[Document extract — start]

The qualitative assessment of the immunohistochemical reaction to the studied markers was achieved by assessing the intensity of the staining as follows: the intensely positive reaction (+++) was defined as the reaction present in more than 80% of the cells, diffusely distributed, well visible under microscopic examination with low magnification objectives; the reaction of moderate intensity (++) was defined as the reaction present in 30–80% of the cells, with a focal disposition, well visible during microscopic examination with objectives with medium power of magnification; the reaction of weak intensity (+) was defined as the reaction present in 5–30% of the cells, visible during microscopic examination with high-power objectives; and the reaction was absent (−) when no cell with positive immunomarking can be identified.
Immunohistochemical analysis was performed by a single calibrated investigator using a Nikon Eclipse 90i binocular microscope (Nikon, Tokyo, Japan) equipped with planar-fluorine objectives, DS-Fi1(5Mp) digital camera, and Nikon NIS image acquisition and analysis software -Elements (Nikon, Tokyo, Japan). The images were captured using 100× and 200× objectives.

[Document extract — finish]
[Recorded data — start]

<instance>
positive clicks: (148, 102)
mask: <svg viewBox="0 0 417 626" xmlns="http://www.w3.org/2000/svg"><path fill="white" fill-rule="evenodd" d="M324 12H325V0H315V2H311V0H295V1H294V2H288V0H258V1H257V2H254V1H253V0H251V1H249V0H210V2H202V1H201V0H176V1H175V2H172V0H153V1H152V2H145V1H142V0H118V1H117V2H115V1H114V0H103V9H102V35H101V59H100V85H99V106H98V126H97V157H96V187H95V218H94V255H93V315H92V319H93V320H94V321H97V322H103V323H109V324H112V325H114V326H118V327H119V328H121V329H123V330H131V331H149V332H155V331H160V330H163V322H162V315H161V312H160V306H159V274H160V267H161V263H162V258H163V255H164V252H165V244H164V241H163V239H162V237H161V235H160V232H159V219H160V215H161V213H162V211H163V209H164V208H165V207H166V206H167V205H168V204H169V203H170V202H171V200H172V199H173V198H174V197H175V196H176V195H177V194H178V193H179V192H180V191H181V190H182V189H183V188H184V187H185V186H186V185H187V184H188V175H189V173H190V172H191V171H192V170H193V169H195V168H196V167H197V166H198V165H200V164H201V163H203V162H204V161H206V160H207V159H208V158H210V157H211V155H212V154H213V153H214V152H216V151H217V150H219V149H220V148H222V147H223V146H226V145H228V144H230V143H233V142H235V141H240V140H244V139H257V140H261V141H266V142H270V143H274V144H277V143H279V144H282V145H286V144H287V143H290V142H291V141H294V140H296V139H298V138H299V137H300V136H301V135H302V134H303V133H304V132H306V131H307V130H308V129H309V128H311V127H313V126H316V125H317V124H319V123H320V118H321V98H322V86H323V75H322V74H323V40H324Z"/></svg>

[Recorded data — finish]

## Questions:
**A.** In the immunohistochemistry passage, what share of cells had to show the reaction for it to count as moderate intensity (++)?
**B.** Extend the immunohistochemistry passage past its final sentence.
The data plays no part in what comes next.

## Expected results:
**A.** 30–80% of the cells.

**B.**
4.5. Statistical Analysis
All primary data acquired in this study were recorded using Microsoft Excel 365 (San Francisco, CA, USA), and included clinical and non-clinical data related to demographic aspects (gender, age, medical center), primary tumors’ location and comorbidities, BP treatment (acid type and duration), MRONJ data (trigger factor, duration, current stage, location, relapse status), and immunohistochemical markers’ expression. Continuous variables were expressed as mean ± standard deviation (SD) to complete the descriptive analysis, while categorical data were expressed as absolute and relative frequencies (%). All statistical analyses were performed using IBM SPSS Statistics 20.0 software (IBM Corp., New York, NY, USA). Potential associations involving the acquired parameters were analyzed using the following tests: Shapiro–Wilk’s for normality distribution, Levene’s test for homogeneity of variances, point-biserial or Kendall’s tau-b for correlations, Mann–Whitney U, and Kruskal–Wallis H (completed with pairwise comparisons performed using Dunn’s procedure with a Bonferroni correction for multiple comparisons) for group distributions. Chi-square and Fisher Exact tests (χ2) were employed for categorical parameters. The following p values were accepted: p < 0.05 significant based on a confidence interval (CI) of 95%, as well as p < 0.001 highly significant (CI of 99.9%).